### Source records
━━━━━━━━━━━━━━━━
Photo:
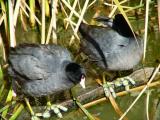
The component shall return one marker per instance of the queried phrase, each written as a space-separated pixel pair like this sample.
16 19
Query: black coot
113 47
40 70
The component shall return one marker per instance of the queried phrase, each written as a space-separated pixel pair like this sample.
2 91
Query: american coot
42 70
112 47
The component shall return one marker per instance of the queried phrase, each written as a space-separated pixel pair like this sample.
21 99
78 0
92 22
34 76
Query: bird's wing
29 67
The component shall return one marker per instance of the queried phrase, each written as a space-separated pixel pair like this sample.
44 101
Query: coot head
76 73
119 24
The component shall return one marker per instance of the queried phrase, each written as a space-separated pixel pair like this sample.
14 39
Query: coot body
40 70
113 47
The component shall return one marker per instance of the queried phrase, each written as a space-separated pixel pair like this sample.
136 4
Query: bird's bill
82 82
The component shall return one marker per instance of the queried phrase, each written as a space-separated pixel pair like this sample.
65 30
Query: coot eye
121 45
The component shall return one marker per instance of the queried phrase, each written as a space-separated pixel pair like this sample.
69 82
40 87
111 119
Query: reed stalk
146 29
43 23
32 13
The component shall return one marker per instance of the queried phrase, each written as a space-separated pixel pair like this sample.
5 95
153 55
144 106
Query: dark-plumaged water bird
41 70
112 47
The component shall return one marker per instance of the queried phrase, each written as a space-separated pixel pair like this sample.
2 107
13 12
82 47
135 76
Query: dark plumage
40 70
113 47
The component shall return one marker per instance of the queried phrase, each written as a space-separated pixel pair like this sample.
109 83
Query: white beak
82 82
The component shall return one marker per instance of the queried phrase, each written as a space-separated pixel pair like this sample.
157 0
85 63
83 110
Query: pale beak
82 82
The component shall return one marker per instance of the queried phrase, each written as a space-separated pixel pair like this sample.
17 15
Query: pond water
104 110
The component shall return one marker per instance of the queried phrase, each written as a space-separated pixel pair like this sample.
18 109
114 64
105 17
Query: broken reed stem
16 11
38 21
32 12
121 94
146 29
43 23
115 8
112 100
79 21
11 24
158 9
140 94
116 107
71 13
54 26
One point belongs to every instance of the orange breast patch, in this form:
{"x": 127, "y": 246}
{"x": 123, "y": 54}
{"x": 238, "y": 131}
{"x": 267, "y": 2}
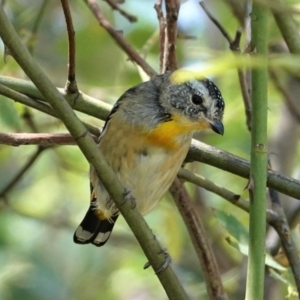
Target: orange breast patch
{"x": 167, "y": 133}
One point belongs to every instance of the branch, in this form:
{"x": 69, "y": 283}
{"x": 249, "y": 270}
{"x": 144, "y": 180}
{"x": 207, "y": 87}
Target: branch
{"x": 38, "y": 105}
{"x": 81, "y": 102}
{"x": 36, "y": 25}
{"x": 200, "y": 241}
{"x": 21, "y": 172}
{"x": 239, "y": 166}
{"x": 198, "y": 151}
{"x": 286, "y": 96}
{"x": 118, "y": 37}
{"x": 287, "y": 26}
{"x": 162, "y": 36}
{"x": 41, "y": 139}
{"x": 281, "y": 226}
{"x": 234, "y": 46}
{"x": 71, "y": 85}
{"x": 231, "y": 197}
{"x": 125, "y": 14}
{"x": 259, "y": 157}
{"x": 172, "y": 15}
{"x": 90, "y": 150}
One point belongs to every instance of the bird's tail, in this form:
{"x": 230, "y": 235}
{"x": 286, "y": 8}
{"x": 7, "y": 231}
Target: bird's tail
{"x": 93, "y": 230}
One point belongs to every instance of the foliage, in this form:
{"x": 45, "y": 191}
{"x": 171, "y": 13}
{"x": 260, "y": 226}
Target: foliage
{"x": 40, "y": 213}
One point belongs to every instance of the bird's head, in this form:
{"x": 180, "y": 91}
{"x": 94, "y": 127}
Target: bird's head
{"x": 198, "y": 102}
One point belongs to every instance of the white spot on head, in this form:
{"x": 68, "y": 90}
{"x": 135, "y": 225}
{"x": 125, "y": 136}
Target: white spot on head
{"x": 83, "y": 235}
{"x": 102, "y": 237}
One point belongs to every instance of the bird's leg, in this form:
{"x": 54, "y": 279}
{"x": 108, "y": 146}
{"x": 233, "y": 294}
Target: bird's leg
{"x": 129, "y": 197}
{"x": 166, "y": 263}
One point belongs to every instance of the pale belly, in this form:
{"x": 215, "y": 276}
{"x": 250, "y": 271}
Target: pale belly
{"x": 147, "y": 174}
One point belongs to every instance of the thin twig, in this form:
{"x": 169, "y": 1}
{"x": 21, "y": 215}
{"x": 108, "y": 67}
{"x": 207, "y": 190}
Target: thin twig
{"x": 216, "y": 22}
{"x": 239, "y": 166}
{"x": 27, "y": 116}
{"x": 200, "y": 241}
{"x": 41, "y": 139}
{"x": 282, "y": 228}
{"x": 162, "y": 36}
{"x": 234, "y": 46}
{"x": 128, "y": 16}
{"x": 80, "y": 102}
{"x": 112, "y": 184}
{"x": 286, "y": 96}
{"x": 172, "y": 10}
{"x": 71, "y": 85}
{"x": 11, "y": 94}
{"x": 118, "y": 37}
{"x": 21, "y": 172}
{"x": 36, "y": 25}
{"x": 231, "y": 197}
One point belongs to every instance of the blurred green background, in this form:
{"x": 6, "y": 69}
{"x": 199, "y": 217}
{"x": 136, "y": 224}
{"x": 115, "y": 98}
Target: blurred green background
{"x": 38, "y": 216}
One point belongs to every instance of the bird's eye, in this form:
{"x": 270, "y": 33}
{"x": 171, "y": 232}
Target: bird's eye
{"x": 197, "y": 100}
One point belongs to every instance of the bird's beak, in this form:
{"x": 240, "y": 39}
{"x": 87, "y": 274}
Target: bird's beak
{"x": 217, "y": 126}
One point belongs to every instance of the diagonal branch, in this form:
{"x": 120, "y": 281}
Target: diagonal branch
{"x": 118, "y": 37}
{"x": 71, "y": 85}
{"x": 38, "y": 105}
{"x": 124, "y": 13}
{"x": 234, "y": 45}
{"x": 281, "y": 226}
{"x": 141, "y": 230}
{"x": 200, "y": 241}
{"x": 172, "y": 10}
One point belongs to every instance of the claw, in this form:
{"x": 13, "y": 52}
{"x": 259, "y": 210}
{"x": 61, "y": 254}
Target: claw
{"x": 166, "y": 263}
{"x": 129, "y": 197}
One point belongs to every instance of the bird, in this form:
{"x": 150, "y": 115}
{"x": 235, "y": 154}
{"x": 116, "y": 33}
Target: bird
{"x": 145, "y": 140}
━━━━━━━━━━━━━━━━
### Task goal
Return every line above exactly, omitting images.

### Answer below
Photo:
The component shall return one marker per instance of the queried phrase, each written as a space-separated pixel pair like this sample.
16 19
Query: black coot
113 47
40 70
The component shall return one marker per instance of the queried phrase, each written as a space-separated pixel pair like this sample.
2 91
Query: american coot
42 70
112 47
The component shall return one marker per instance of the queried phrase, each written as a space-separated pixel pair like this sample.
21 99
78 0
92 22
34 76
Query: bird's wing
29 67
The component shall return one marker per instance of the queried phrase, each written as a space-separated pixel pair like this sample.
44 101
Query: coot head
76 73
119 24
The component shall return one marker per instance of the queried phrase, each written as a space-separated pixel pair like this sample.
14 39
Query: coot body
40 70
113 47
The component shall return one marker per instance of the queried phrase, each written as a space-separated pixel pair like this sample.
136 4
Query: bird's bill
82 82
The component shall return one marker per instance of the queried phrase, each written as a space-separated pixel pair like this sample.
65 30
Query: coot eye
121 45
The component shall return one marker per instance of the queried phrase, each written as a space-separated pixel pair like this sample.
69 82
40 87
111 119
Query: reed stalk
146 29
43 23
32 13
The component shall return one marker per instance of the queried phrase, each written as a space-separated pixel pair like this sample.
5 95
153 55
144 106
Query: dark-plumaged water bird
41 70
112 47
The component shall return one marker per instance of the queried phrase, each written as a space-separated pixel pair like this sample.
2 107
13 12
82 47
135 76
Query: dark plumage
40 70
113 47
The component shall return one marker per instance of the queried phrase, each written as a space-separated pixel pair like this sample.
109 83
Query: white beak
82 82
The component shall return one marker per instance of the queried phrase, each written as a space-separated pixel pair like this sample.
157 0
85 63
83 110
Query: pale beak
82 82
The component shall return one marker per instance of the queried phrase, each written as a space-separated pixel pair like this sample.
17 15
Query: pond water
104 110
The component shall return one marker per instance of the queried phrase, each written as a space-separated pixel pair like this sample.
18 109
114 64
105 17
Query: broken reed stem
16 11
38 21
32 12
121 94
146 29
43 23
115 8
112 100
79 21
11 24
158 9
140 94
116 107
71 13
54 26
One point belongs to every instance of the orange breast patch, in this form:
{"x": 127, "y": 246}
{"x": 123, "y": 54}
{"x": 238, "y": 131}
{"x": 267, "y": 2}
Target: orange breast patch
{"x": 167, "y": 133}
One point belongs to every instance of the branch, in this form:
{"x": 69, "y": 283}
{"x": 249, "y": 270}
{"x": 144, "y": 180}
{"x": 207, "y": 87}
Target: branch
{"x": 38, "y": 105}
{"x": 81, "y": 102}
{"x": 36, "y": 25}
{"x": 200, "y": 241}
{"x": 21, "y": 172}
{"x": 239, "y": 166}
{"x": 198, "y": 151}
{"x": 286, "y": 96}
{"x": 118, "y": 37}
{"x": 287, "y": 26}
{"x": 162, "y": 36}
{"x": 41, "y": 139}
{"x": 281, "y": 226}
{"x": 234, "y": 46}
{"x": 71, "y": 85}
{"x": 231, "y": 197}
{"x": 125, "y": 14}
{"x": 259, "y": 157}
{"x": 172, "y": 15}
{"x": 90, "y": 150}
One point belongs to every instance of the bird's tail, in this form:
{"x": 230, "y": 235}
{"x": 286, "y": 8}
{"x": 7, "y": 231}
Target: bird's tail
{"x": 93, "y": 230}
One point belongs to every instance of the foliage, in this form:
{"x": 45, "y": 191}
{"x": 171, "y": 13}
{"x": 260, "y": 226}
Target: foliage
{"x": 40, "y": 213}
One point belongs to every instance of the bird's head, in this form:
{"x": 180, "y": 91}
{"x": 94, "y": 127}
Target: bird's head
{"x": 198, "y": 102}
One point belongs to every instance of the white spot on head, in this form:
{"x": 68, "y": 90}
{"x": 135, "y": 225}
{"x": 125, "y": 136}
Target: white spot on head
{"x": 83, "y": 235}
{"x": 102, "y": 237}
One point belongs to every instance of the bird's leg, in this form:
{"x": 54, "y": 279}
{"x": 108, "y": 146}
{"x": 233, "y": 294}
Target: bird's leg
{"x": 129, "y": 197}
{"x": 166, "y": 263}
One point belongs to every instance of the pale belly, in this form:
{"x": 215, "y": 276}
{"x": 250, "y": 271}
Target: pale belly
{"x": 147, "y": 174}
One point belongs to every instance of the thin twig, in this form:
{"x": 169, "y": 1}
{"x": 21, "y": 215}
{"x": 108, "y": 67}
{"x": 207, "y": 190}
Target: thin twig
{"x": 216, "y": 22}
{"x": 239, "y": 166}
{"x": 27, "y": 116}
{"x": 200, "y": 241}
{"x": 41, "y": 139}
{"x": 282, "y": 228}
{"x": 162, "y": 36}
{"x": 234, "y": 46}
{"x": 128, "y": 16}
{"x": 80, "y": 102}
{"x": 112, "y": 184}
{"x": 286, "y": 96}
{"x": 172, "y": 10}
{"x": 71, "y": 85}
{"x": 11, "y": 94}
{"x": 118, "y": 37}
{"x": 21, "y": 172}
{"x": 36, "y": 25}
{"x": 231, "y": 197}
One point belongs to every instance of the blurred green background, in this form:
{"x": 6, "y": 69}
{"x": 199, "y": 217}
{"x": 136, "y": 224}
{"x": 115, "y": 98}
Target: blurred green background
{"x": 38, "y": 216}
One point belongs to every instance of the bird's eye, in this form:
{"x": 270, "y": 33}
{"x": 171, "y": 232}
Target: bird's eye
{"x": 197, "y": 100}
One point belongs to every instance of the bird's beak, in this form:
{"x": 240, "y": 39}
{"x": 87, "y": 274}
Target: bird's beak
{"x": 217, "y": 126}
One point belongs to every instance of the diagonal branch, in this form:
{"x": 120, "y": 281}
Target: diagonal branch
{"x": 118, "y": 37}
{"x": 71, "y": 85}
{"x": 38, "y": 105}
{"x": 124, "y": 13}
{"x": 234, "y": 45}
{"x": 281, "y": 226}
{"x": 141, "y": 230}
{"x": 200, "y": 241}
{"x": 172, "y": 10}
One point belongs to every instance of the claw, in this form:
{"x": 13, "y": 52}
{"x": 259, "y": 210}
{"x": 61, "y": 254}
Target: claw
{"x": 166, "y": 263}
{"x": 129, "y": 197}
One point belongs to every instance of the bird, in this form:
{"x": 150, "y": 115}
{"x": 235, "y": 154}
{"x": 116, "y": 33}
Target: bird
{"x": 145, "y": 140}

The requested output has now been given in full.